▸ **ЗАДАНИЕ**: Замените «биороботов» на «автоматов» в отрывке текста о повестях Кржижановского, начиная со слов «В одном из сюжетов» и заканчивая словами «грядущего коммунистического рая...», и приведите этот отрывок целиком.

▸ **ИСХОДНЫЙ ТЕКСТ**:
::::::

Такою увидел Москву и автор повести, как раз тогда в столицу переехавший.
В одном из сюжетов "Клуба убийц букв" нарисована картина обездушенной жизни экс-людей ("эксов"), а ныне биороботов, чьи потребности сведены к минимуму и чье каждое движение направляемо единой жестокой волей, не ведающей сомнений и колебаний и не допускающей их ни в ком другом. Чем не взлелеянная Троцким и Сталиным материализованная идея трудовой армии!..
Герой "Воспоминаний о будущем" ученый-изобретатель Макс Штерер, математически точно рассчитавший путешествие во времени и заглянувший всего-то!
– на два-три десятка лет вперед, расплачивается жизнью за это знание, потому что увиденное совсем не похоже на романтические предсказания и демагогические обещания грядущего коммунистического рая...
Хотевшие - и умевшие - видеть видели все это уже в двадцатых годах.
Тогда и были написаны все включенные в эту книгу наиболее крупные вещи Кржижановского (плюс завершенная одновременно с "Воспоминаниями о будущем" повесть "Красный снег", разыскать которую пока не удалось). То, что он не успел закончить до тридцатого года, либо начал позже (романы "Неуют" и "Тот третий", повести "Белая мышь" и "Путешествия клетки"), осталось незавершенным. Он задыхался, дыхания хватало разве что на небольшие новеллы.
И лишь два из этих семи произведений - "Автобиографию трупа" и "Возвращение Мюнхгаузена" - он пытался напечатать отдельно. Прочее - даже не пробовал. Понимал, насколько опасно такое знание настоящего - и будущего. Время, когда расстреливали - как Мюнхгаузена - "из пугачей", было на исходе. Завершалась недолгая передышка между "красным" и "большим" террором. Дело принимало оборот нешуточный.

::::::

▸ **ПРЕДОСТАВЛЕННЫЕ ЗАПИСИ**:

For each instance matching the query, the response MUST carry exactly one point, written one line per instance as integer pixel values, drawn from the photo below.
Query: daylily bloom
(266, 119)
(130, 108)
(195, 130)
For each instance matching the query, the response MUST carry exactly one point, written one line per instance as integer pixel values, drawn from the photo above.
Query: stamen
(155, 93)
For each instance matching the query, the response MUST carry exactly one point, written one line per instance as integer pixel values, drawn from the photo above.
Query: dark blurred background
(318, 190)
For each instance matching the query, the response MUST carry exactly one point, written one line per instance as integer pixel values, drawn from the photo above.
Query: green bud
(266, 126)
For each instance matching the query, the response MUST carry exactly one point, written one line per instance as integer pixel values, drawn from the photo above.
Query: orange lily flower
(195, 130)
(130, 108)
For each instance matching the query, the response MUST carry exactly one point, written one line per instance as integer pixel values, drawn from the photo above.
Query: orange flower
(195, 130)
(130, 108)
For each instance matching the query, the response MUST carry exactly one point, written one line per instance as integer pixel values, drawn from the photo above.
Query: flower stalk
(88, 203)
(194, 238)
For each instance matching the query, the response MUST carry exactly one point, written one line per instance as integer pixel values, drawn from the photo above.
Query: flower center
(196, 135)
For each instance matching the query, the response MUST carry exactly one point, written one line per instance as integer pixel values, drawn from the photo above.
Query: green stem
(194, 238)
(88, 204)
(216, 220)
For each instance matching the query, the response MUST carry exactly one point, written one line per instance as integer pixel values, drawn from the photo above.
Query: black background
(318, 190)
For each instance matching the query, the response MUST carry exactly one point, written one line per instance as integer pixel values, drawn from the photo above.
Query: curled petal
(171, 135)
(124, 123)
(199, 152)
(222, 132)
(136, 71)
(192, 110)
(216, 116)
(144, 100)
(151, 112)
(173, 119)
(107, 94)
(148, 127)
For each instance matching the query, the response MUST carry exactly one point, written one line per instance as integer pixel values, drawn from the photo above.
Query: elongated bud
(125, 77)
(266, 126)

::::::

▸ **РЕЗУЛЬТАТ**:
В одном из сюжетов "Клуба убийц букв" нарисована картина обездушенной жизни экс-людей ("эксов"), а ныне автоматов, чьи потребности сведены к минимуму и чье каждое движение направляемо единой жестокой волей, не ведающей сомнений и колебаний и не допускающей их ни в ком другом. Чем не взлелеянная Троцким и Сталиным материализованная идея трудовой армии!..
Герой "Воспоминаний о будущем" ученый-изобретатель Макс Штерер, математически точно рассчитавший путешествие во времени и заглянувший всего-то!
– на два-три десятка лет вперед, расплачивается жизнью за это знание, потому что увиденное совсем не похоже на романтические предсказания и демагогические обещания грядущего коммунистического рая...